What you need to do: Report all lines of the data below that hold the word "accurate".

(Records from a data collection)

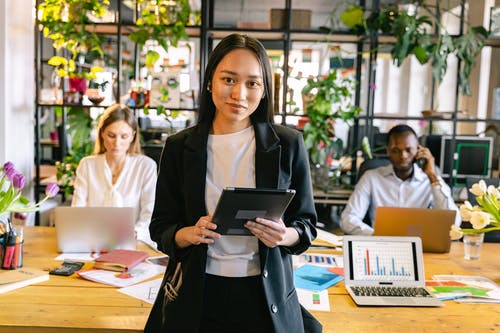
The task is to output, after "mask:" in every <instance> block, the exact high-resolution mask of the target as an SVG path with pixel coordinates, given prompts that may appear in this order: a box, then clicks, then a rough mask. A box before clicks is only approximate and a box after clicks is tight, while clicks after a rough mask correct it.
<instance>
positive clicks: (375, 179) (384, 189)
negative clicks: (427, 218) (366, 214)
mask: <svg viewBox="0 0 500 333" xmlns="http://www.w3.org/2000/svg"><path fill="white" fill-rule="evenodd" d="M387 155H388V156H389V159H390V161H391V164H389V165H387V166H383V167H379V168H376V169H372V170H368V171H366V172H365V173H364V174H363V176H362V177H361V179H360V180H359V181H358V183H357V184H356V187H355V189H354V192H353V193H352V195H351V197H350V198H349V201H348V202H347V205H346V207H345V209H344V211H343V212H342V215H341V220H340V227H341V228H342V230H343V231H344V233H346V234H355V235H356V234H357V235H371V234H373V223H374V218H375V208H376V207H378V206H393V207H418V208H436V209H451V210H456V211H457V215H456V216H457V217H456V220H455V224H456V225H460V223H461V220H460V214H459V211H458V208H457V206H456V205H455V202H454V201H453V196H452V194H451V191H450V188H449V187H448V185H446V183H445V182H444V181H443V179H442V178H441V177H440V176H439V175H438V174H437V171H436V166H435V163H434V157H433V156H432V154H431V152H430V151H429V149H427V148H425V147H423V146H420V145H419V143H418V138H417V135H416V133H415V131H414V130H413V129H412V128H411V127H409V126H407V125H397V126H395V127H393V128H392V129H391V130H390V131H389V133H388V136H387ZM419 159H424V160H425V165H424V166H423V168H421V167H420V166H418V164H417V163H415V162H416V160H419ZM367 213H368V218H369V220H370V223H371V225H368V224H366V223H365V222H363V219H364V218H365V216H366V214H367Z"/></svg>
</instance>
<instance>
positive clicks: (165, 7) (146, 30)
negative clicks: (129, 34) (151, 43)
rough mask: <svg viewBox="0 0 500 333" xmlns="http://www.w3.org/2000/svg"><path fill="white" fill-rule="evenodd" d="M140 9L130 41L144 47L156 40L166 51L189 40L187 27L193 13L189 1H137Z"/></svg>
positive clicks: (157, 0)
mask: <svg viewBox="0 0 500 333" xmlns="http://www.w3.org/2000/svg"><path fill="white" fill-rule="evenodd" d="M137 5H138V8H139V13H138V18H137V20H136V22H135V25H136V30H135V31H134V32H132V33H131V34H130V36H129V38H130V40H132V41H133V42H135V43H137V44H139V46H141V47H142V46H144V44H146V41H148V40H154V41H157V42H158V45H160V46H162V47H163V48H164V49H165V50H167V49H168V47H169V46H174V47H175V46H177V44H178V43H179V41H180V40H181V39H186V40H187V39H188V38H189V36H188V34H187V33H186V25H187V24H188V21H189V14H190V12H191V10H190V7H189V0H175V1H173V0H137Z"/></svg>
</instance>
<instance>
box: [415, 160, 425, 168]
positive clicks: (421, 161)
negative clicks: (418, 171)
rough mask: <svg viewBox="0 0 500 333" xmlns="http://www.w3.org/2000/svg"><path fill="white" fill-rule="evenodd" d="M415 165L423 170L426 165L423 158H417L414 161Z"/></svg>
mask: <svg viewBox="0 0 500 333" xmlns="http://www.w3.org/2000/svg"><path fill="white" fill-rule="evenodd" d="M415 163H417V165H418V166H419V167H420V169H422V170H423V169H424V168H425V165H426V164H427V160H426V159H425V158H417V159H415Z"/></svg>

==

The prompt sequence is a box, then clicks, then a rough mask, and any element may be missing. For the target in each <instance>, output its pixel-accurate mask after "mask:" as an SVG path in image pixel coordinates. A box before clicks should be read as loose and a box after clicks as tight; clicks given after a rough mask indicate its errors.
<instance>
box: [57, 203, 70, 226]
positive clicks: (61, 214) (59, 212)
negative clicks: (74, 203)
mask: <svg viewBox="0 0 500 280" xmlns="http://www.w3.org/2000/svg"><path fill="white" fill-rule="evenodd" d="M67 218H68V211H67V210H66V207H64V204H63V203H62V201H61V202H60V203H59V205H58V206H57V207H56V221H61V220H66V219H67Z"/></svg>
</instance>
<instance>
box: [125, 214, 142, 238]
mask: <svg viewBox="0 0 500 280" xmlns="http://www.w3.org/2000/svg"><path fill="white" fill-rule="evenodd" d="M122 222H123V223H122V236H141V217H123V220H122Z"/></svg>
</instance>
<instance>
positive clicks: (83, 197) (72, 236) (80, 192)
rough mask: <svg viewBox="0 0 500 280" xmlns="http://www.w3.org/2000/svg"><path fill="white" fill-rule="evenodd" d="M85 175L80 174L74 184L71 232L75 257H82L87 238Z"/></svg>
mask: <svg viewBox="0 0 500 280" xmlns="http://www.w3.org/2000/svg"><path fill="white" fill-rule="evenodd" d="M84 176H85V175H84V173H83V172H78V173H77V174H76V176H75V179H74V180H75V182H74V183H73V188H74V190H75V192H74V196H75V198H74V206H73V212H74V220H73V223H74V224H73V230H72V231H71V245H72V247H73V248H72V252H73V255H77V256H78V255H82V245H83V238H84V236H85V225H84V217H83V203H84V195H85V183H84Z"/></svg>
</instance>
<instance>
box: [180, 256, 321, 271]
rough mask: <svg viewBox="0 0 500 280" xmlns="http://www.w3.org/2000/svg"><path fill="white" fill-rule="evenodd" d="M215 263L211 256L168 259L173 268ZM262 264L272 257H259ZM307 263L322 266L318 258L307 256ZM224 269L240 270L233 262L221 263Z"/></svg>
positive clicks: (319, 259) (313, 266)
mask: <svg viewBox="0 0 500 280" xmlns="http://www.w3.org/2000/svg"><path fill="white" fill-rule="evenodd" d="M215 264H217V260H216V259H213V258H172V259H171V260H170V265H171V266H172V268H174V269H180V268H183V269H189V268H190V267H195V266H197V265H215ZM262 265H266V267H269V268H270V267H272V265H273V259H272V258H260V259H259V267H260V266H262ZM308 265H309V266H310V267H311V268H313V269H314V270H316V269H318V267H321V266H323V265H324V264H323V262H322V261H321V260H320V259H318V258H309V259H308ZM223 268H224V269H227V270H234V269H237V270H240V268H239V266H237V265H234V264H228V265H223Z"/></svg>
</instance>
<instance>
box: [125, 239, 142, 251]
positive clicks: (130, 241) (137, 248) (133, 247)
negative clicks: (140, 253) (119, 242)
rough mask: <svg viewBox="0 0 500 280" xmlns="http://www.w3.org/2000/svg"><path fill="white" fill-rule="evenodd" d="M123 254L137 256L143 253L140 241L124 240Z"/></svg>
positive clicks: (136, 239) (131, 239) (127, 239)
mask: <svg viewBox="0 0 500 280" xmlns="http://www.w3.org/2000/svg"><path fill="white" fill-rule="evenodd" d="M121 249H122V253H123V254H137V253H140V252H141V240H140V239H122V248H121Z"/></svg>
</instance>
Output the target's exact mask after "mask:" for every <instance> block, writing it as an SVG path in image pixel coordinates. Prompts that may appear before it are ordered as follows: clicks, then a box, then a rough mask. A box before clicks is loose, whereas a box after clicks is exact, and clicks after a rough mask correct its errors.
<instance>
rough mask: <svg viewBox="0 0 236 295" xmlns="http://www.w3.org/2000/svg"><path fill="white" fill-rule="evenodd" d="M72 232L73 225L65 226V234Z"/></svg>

---

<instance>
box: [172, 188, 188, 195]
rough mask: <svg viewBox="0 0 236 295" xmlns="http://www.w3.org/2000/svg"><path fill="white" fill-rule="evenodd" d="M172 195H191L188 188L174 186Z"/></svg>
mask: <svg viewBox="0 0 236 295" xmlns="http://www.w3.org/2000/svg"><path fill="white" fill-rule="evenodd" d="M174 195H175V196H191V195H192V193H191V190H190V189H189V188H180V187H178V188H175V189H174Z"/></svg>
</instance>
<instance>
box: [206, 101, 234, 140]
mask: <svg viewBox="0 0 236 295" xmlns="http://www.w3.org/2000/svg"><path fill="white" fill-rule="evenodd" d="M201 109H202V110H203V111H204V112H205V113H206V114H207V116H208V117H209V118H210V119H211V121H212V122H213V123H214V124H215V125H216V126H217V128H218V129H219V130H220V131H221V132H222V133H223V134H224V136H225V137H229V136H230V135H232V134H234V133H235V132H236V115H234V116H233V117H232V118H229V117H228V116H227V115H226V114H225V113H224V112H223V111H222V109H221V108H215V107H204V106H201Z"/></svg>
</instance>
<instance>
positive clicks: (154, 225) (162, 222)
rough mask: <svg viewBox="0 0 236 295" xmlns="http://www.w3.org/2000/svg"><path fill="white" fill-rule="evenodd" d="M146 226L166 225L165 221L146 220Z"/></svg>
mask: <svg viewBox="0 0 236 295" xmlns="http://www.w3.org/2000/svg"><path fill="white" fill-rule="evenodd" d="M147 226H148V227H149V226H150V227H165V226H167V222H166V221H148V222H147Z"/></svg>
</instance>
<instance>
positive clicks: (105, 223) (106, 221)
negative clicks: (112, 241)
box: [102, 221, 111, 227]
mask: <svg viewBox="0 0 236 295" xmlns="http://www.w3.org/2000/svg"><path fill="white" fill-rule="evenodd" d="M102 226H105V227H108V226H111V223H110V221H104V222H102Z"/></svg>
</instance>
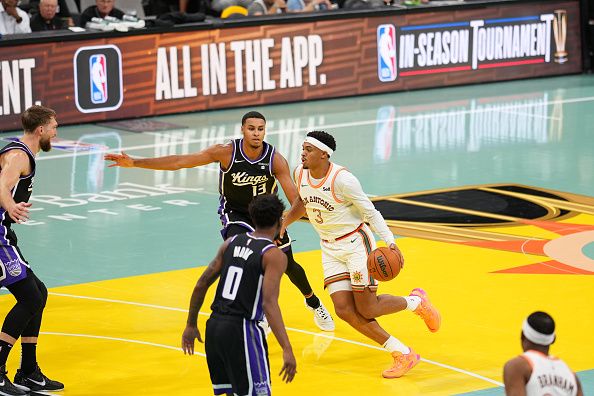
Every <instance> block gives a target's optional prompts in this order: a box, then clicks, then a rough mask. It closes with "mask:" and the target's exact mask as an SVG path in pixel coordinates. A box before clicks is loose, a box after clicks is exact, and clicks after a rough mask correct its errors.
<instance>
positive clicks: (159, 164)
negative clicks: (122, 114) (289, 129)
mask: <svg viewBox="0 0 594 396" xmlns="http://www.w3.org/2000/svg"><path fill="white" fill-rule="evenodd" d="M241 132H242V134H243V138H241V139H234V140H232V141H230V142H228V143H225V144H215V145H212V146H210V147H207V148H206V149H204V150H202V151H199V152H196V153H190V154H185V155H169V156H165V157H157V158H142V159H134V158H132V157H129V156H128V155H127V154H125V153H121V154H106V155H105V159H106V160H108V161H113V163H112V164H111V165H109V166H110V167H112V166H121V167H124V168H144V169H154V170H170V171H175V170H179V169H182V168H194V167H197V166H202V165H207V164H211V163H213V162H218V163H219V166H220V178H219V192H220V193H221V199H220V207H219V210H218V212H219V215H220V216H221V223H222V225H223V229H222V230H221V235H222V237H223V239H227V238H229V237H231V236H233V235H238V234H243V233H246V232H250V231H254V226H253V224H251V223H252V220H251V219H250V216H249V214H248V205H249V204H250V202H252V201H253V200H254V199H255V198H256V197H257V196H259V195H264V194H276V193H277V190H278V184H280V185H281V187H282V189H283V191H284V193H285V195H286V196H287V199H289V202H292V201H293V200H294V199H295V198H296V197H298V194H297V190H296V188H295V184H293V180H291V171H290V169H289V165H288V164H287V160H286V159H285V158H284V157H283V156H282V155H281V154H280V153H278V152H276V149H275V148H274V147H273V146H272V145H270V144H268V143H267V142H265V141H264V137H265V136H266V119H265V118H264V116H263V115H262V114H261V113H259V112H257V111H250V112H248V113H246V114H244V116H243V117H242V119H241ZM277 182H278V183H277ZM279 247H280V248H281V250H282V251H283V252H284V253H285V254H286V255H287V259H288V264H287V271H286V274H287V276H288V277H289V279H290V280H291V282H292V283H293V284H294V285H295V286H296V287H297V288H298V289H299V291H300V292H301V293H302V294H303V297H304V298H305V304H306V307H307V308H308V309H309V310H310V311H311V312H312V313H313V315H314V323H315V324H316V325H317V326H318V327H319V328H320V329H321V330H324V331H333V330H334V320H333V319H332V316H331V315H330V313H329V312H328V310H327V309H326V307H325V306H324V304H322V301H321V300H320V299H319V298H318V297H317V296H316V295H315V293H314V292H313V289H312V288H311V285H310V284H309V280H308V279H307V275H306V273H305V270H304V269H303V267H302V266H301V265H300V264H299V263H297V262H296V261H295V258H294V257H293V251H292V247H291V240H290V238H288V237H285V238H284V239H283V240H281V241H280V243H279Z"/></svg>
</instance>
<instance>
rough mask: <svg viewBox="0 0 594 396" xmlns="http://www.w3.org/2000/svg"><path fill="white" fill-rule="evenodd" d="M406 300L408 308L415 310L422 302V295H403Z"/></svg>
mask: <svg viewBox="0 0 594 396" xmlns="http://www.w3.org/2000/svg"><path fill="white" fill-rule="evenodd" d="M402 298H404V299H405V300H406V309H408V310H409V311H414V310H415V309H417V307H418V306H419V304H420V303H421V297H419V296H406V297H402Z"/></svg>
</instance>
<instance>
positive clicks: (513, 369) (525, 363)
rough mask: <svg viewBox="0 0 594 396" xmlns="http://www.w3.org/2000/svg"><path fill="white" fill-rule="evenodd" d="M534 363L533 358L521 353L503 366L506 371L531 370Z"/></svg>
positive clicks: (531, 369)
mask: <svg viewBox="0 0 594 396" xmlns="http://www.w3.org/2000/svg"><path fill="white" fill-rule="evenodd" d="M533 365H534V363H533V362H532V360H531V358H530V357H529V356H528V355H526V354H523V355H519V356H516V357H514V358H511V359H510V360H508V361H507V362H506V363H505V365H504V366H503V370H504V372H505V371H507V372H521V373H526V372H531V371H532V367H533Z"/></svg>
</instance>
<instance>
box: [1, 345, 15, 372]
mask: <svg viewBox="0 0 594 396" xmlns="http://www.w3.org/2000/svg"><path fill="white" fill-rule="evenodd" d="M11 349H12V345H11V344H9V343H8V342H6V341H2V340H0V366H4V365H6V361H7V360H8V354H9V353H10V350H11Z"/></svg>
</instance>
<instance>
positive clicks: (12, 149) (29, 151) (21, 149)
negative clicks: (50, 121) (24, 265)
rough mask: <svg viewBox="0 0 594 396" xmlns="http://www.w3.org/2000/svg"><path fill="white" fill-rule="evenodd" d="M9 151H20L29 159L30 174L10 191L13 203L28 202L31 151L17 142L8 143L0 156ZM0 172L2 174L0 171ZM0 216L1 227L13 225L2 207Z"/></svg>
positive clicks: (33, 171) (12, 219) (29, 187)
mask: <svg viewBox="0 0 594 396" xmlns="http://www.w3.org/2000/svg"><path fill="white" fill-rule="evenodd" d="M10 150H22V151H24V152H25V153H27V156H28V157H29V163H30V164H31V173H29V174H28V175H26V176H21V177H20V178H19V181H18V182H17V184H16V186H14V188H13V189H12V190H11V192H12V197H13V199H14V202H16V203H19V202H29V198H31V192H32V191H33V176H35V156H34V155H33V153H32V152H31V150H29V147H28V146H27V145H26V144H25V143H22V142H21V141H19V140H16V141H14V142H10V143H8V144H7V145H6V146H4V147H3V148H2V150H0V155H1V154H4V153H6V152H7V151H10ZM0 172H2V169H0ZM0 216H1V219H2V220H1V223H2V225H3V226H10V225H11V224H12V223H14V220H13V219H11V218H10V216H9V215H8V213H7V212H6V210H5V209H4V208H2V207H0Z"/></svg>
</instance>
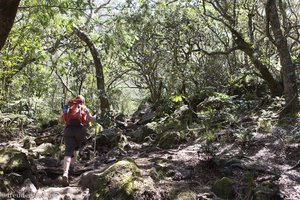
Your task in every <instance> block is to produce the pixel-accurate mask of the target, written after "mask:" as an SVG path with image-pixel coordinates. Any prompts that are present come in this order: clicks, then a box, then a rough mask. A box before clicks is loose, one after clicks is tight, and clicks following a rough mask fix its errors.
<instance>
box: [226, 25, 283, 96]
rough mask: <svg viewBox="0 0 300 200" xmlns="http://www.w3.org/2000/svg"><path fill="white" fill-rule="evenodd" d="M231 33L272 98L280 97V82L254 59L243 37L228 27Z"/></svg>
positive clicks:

Problem solution:
The prompt sequence is a box, then clicks, then a rough mask, and any element may be missing. For the target in each <instance>, output its pixel-accurate mask after "mask:" as an SVG path in image pixel coordinates. A box before clicks should be read as loose and a box after clicks as tight; clicks given after a rough mask indicate its errors.
Your task in every <instance> block is to produce the pixel-accurate mask of the target, written after "mask:" as an SVG path with image-pixel coordinates. Any prompts that are present come in this order: clicks, then a box, then a rough mask. A box before clicks is loose, one after clicks is tight, and clicks following a rough mask fix its errors.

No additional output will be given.